** Start of GIVEN DATA **

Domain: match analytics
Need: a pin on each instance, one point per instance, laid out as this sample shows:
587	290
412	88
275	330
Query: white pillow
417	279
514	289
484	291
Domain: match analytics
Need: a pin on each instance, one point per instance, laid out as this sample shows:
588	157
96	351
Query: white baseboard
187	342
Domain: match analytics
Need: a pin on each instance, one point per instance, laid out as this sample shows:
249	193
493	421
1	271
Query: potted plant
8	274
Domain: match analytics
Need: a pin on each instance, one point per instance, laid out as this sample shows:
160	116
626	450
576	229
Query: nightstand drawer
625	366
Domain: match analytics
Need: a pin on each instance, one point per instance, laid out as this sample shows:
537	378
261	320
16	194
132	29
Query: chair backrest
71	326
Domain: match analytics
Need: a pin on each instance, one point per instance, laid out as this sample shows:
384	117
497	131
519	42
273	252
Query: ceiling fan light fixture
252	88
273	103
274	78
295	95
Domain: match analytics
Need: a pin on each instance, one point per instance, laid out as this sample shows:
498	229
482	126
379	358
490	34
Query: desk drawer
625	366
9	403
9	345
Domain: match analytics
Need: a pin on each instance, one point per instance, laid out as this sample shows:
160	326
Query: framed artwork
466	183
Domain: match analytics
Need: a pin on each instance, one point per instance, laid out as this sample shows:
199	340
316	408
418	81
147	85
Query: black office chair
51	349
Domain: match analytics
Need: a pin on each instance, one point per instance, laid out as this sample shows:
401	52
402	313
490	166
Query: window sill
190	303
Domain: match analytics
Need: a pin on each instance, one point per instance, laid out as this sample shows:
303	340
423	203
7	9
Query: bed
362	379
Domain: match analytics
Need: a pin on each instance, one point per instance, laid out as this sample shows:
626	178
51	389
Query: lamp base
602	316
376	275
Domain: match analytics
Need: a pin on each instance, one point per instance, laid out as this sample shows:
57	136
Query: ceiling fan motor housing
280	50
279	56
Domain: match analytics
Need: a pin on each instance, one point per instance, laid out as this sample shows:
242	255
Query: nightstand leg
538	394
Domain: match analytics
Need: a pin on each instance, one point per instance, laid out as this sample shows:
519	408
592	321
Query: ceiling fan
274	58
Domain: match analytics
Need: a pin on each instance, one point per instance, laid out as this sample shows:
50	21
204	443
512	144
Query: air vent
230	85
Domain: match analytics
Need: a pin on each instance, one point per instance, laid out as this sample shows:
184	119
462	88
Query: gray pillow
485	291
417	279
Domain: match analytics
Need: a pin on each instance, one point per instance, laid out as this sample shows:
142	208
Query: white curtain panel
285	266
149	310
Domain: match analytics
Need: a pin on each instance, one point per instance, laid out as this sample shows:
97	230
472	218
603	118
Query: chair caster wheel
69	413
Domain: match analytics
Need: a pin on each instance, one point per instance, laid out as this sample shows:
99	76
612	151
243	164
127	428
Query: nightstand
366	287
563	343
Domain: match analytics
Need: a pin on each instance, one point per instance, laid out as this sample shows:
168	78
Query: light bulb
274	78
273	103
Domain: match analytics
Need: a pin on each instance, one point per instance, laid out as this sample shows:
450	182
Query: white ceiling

** End of GIVEN DATA **

PROBLEM TO SOLVE:
Reproduce the whole listing word for word.

THE COMPLETED TASK:
Domain: match analytics
Need: a pin on each instance, one point per instance, laid out as this sample shows:
587	290
412	88
275	330
Query: white pillow
417	279
514	289
484	291
Domain: match analytics
Need: a pin on each instance, one point per instance, laid out as this sample shows:
588	157
96	351
Query: white baseboard
187	342
Domain: match analytics
Need: a pin on each instance, one point per instance, laid out as this sample shows:
249	193
493	421
1	271
Query: potted plant
8	274
Domain: match analytics
Need: a pin on each instance, one point per instance, laid out as this sample shows:
160	116
626	450
576	229
Query: nightstand drawer
625	366
Domain: match analytics
Need: a pin on each instance, one point per instance, laid out as this sample shows:
537	378
261	320
16	194
132	29
Query: chair backrest
71	326
Domain: match analytics
Need: a pin on each instance, one point per instance, laid out as this sample shows:
384	117
497	131
519	42
273	252
Query: ceiling fan light fixture
252	88
273	103
274	78
295	95
Domain: match analytics
Need: a pin on each instance, one point per instance, laid out as this sample shows:
498	229
482	126
379	358
490	34
Query: desk drawer
625	366
9	403
9	345
Domain: match analytics
Need: a pin on each instance, one point per instance, laid out as this sample shows:
160	326
Query: framed artwork
466	183
Domain: match analytics
Need: a pin on each instance, one point per instance, laid out as this sample shows:
199	340
316	408
418	81
147	85
Query: black office chair
51	349
Domain: match analytics
Need: a pin on each instance, one point per instance, laid out as this sample shows:
401	52
402	313
490	166
Query: window sill
190	303
Domain: match analytics
Need: a pin on each instance, one point per instance, laid out as this sample shows:
303	340
423	203
7	9
Query: bed
362	379
Domain: match analytics
Need: a pin on each instance, one point per instance, laid out as this sample shows:
626	178
51	389
Query: lamp base
602	316
376	275
Domain: match analytics
Need: a pin on each instance, one point per instance, laid out as this sample shows:
57	136
Query: ceiling fan motor housing
280	50
279	56
Domain: match analytics
Need: a pin on each instance, one point per instance, laid out as this sample shows:
242	255
Query: nightstand leg
538	394
Domain: match analytics
Need: a pin on each instance, one point per instance, laid out as this sample shows:
519	408
592	321
Query: ceiling fan
274	58
Domain: match analytics
Need: a pin on each instance, one point per instance, laid out as this sample shows:
50	21
204	443
512	144
Query: air vent
230	85
Domain: match analytics
Need: a pin on each instance, one point per instance, laid out as this sample shows:
184	119
462	88
Query: gray pillow
485	291
417	279
Domain: match analytics
Need: a pin on each instance, one point per instance, laid out as this sample shows:
142	208
Query: white curtain panel
285	266
149	310
Domain: match analytics
Need: a pin on each instance, one point per instance, laid out as this sample shows:
97	230
472	218
603	118
Query: chair caster wheel
69	413
Domain: match analytics
Need: a pin on each instance, one point per instance, laid out as this sample shows:
99	76
612	151
243	164
127	428
Query: nightstand
366	287
563	343
Domain: match analytics
Need: a pin on each instance, one point per instance, laid out as this sample shows:
168	78
Query: light bulb
274	78
273	103
Domain: match analytics
Need: a pin on each instance, one point per instance, laid out as this sample shows:
450	182
Query: white ceiling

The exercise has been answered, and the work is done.